Page:
It's a really complicated story. As I write this, I'm looking at data showing how Hillary Clinton fared worse than President Obama in places where he was strong — her largest deficits, in fact, came from his strongholds.
Two years ago, as Clinton was still making up her mind about whether to run, I sat down in Los Angeles with one of her closest friends, someone who has known her since her White House days. This friend assumed that Clinton would run, and that Republicans would nominate its most electable conservative — perhaps Marco Rubio. Clinton could win, her friend said, but her party has a huge blind spot: It was hemorrhaging white voters, particularly those outside of urban areas, and didn't have a strategy to keep them.
This adviser's biggest fear was that the party's turn toward identity politics, and its self-conscious embrace of the majority-minority coalition that is ascendant in America, had pushed out of its tent a large number of white people. Non-white people are now part of the establishment, and there is a sense among whites, perhaps not entirely without merit, that the multi-racial establishment went out of its way to assert its superiority. To put it another way: Angry whites are tired of being told that they're racist. Or that, because they oppose immigration, that they're anti-Latino. Or that, because they grew up with more traditional gender roles, that they're sexist. The point here is not that these perceptions are grounded in a reality; it's that they exist, and the Democratic Party has done nothing to counter them. The cognoscienti thinks these ideas are foggy.

Challenges:
**A)** Answer these questions from the commentary on Clinton, one line each:
(i) According to the data the author describes, where did Clinton's largest deficits come from?
(ii) In what city did the author meet one of Clinton's closest friends?
(iii) Whom did that friend suggest Republicans might nominate?
**B)** Turn the paragraph of the commentary on Clinton that begins "This adviser's biggest fear" into a short bulleted list that keeps its main points.
**C)** Please carry the commentary on Clinton forward from its final sentence, writing the next part in the same voice.

Dataset extract:
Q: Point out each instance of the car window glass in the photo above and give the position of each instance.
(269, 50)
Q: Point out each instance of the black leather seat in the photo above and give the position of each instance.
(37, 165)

The replies:
**A)**
(i) From President Obama's strongholds.
(ii) Los Angeles.
(iii) Marco Rubio.

**B)**
- The adviser feared that the party's turn toward identity politics and its embrace of the rising majority-minority coalition had pushed many white people out of its tent.
- Non-white people are now part of the establishment, and many whites sense that this multi-racial establishment went out of its way to assert its superiority.
- Angry whites are tired of being called racist, anti-Latino for opposing immigration, or sexist for having grown up with traditional gender roles.
- The point is not that these perceptions are grounded in reality but that they exist, and the Democratic Party has done nothing to counter them.
- The cognoscienti think these ideas are foggy.

**C)**
Now, these white voters say they're motivated by economics. They believe that trade deals have kicked them to the curb. They think that the economic elites oversell the benefits of trade and undersell the harsh realities of job displacement. They think ObamaCare was a raw deal, and that it took money away from them and redistributed it to people who don't deserve it. But the reality is this: They are not poorer than they were; they are not more exposed to the downside of trade than anyone else; and their anger is usually expressed in language that speaks more to culture than material concerns. For years — decades — they've been uncomfortable with the creeping universalism of the elites, and with immigration that dilutes what they think is a common set of values. This year, enough of them voted.
The pundit herd has been bleating about "working-class white vote" for years. We've had arguments about what motivates them, what repels them, how they're handling the shift from a service economy to an information economy, how they're dealing with the anxieties that immigration produces, and how conscious they are that their country is becoming more brown and yellow and less white. We haven't figured out how to solve their problems. (Maybe those problems aren't solvable.)
"White working-class voters just decided to vote like a minority group," tweeted Nate Cohn, the data guru for The New York Times. These voters accounted for more than 40 percent of the electorate. They gave Donald Trump the overwhelming majority of their vote, eclipsing by double digits the margin they gave to Mitt Romney. Pollsters assumed they'd count for about 33 percent.
These voters — white voters without a college degree — tend to be what we condescendingly call low-information voters, which means that they tend not to pay attention to policy details and pay more attention to how candidates make them feel.
The echo chamber created by the new media landscape has turned them into highly-misinformed voters, and they could grow their numbers and fortify themselves without having to formally affiliate with a party, or declare themselves as a member of a group.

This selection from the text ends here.